Die neuen Steuern sind längst beschlossene Sache

Wir haben es mit Politikern zu tun, die es sich im System gemütlich gemacht haben. Und zahlen auch den Preis dafür. Warum hören wir nicht auf, sie dafür zu belohnen?

Ein komischer Kauz mag er sein, dieser Frank Stronach. Vielleicht schon etwas alt, vielleicht mit einem Hang zur Exzentrik. Zuhören ist nicht seine Stärke und ja, zum einen oder anderen Thema – Beispiel: Gesamtschule – könnte seine Position noch etwas Feinschliff vertragen. Aber mit einer Kritik trifft er den Punkt, und damit den Nerv vieler Menschen: Wir haben es in der Politik mit Menschen zu tun, die es sich im System gemütlich gemacht haben. Einem System, in dem man sich zwecks Machterhalt Wählerstimmen ungeniert mit Steuerzahlergeld erkauft.

Quelldaten>
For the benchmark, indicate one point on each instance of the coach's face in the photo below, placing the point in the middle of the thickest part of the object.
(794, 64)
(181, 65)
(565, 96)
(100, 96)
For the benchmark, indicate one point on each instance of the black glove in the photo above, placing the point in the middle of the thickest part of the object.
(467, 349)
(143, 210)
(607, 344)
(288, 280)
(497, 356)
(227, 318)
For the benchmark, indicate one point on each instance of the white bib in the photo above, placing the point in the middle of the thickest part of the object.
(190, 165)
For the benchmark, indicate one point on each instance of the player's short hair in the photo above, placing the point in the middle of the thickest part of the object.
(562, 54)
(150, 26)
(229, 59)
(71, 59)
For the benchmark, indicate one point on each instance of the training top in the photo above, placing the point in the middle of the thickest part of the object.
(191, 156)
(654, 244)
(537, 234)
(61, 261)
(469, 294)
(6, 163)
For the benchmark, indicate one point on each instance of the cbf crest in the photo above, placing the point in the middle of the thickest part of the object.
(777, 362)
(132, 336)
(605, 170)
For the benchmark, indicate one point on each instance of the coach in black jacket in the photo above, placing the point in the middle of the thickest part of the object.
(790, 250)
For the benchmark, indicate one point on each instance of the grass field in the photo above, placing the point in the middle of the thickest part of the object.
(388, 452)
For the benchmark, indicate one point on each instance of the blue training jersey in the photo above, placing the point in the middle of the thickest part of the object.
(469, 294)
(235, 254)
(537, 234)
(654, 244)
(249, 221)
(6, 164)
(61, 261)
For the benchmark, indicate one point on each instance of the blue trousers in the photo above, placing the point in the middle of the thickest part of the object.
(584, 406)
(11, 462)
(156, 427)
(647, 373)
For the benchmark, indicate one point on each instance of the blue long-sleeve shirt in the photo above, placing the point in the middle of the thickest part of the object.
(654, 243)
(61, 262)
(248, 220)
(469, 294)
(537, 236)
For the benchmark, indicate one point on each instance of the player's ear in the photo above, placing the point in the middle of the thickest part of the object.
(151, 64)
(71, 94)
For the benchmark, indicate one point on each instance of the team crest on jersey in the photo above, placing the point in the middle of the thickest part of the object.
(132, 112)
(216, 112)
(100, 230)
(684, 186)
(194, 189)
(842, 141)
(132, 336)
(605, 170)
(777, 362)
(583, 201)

Fragen zum Text>
1. Schreiben Sie bitte aus dem untersuchten Text den Abschnitt von „Die neuen Steuern“ bis einschließlich „dafür zu belohnen?“ ab.
2. Bei welchem Thema könnte Stronachs Position laut dem untersuchten Text noch Feinschliff vertragen?

Nummerierte Antworten>
1.
Die neuen Steuern sind längst beschlossene Sache

Wir haben es mit Politikern zu tun, die es sich im System gemütlich gemacht haben. Und zahlen auch den Preis dafür. Warum hören wir nicht auf, sie dafür zu belohnen?

2. Bei der Gesamtschule.